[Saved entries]
Start of Block
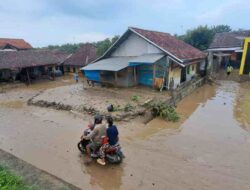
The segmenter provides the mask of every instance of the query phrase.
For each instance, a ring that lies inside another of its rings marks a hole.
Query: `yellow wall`
[[[250,38],[245,38],[242,59],[241,59],[241,65],[240,65],[240,75],[243,75],[243,71],[244,71],[244,67],[245,67],[245,63],[246,63],[246,57],[247,57],[247,49],[250,48],[250,47],[248,47],[248,43],[250,43]]]
[[[181,83],[181,68],[176,67],[173,70],[169,71],[168,85],[170,83],[171,78],[174,78],[174,88]]]

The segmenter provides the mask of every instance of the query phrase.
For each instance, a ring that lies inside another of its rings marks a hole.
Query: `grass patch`
[[[163,102],[154,103],[149,106],[154,117],[161,117],[162,119],[173,122],[176,122],[180,119],[179,115],[175,111],[175,108]]]
[[[134,101],[134,102],[138,102],[139,99],[140,99],[140,96],[134,95],[134,96],[131,96],[130,99],[131,99],[132,101]]]
[[[34,188],[25,185],[21,177],[0,165],[0,190],[34,190]]]

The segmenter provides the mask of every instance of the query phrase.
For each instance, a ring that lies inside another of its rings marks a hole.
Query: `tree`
End of Block
> _Problem_: Give every record again exactly, apart from the pictures, which stay out.

> _Answer area_:
The segmenter provides the mask of every instance of the query phrase.
For each instance, a ring that lies inside another of its rings marks a hole.
Query: `yellow wall`
[[[250,38],[245,38],[242,59],[241,59],[241,65],[240,65],[240,75],[243,75],[243,71],[244,71],[244,67],[245,67],[245,63],[246,63],[246,57],[247,57],[247,49],[250,48],[250,47],[248,47],[248,43],[250,43]]]
[[[181,83],[181,68],[176,67],[173,70],[169,71],[168,85],[170,83],[171,78],[174,78],[174,88]]]

The segmenter provides the mask of every instance of the query phrase.
For each instance, a ring that lies inside another of its rings marks a hole.
Query: `grass patch`
[[[163,102],[154,103],[149,106],[154,117],[161,117],[162,119],[173,122],[176,122],[180,119],[179,115],[175,111],[175,108]]]
[[[134,101],[134,102],[138,102],[139,99],[140,99],[140,96],[134,95],[134,96],[131,96],[130,99],[131,99],[132,101]]]
[[[34,188],[25,185],[21,177],[0,165],[0,190],[34,190]]]

The segmenter provides the mask of every instance of the query phrase.
For each instance, a ring that lies inside another of its rings marks a hole.
Query: `tree`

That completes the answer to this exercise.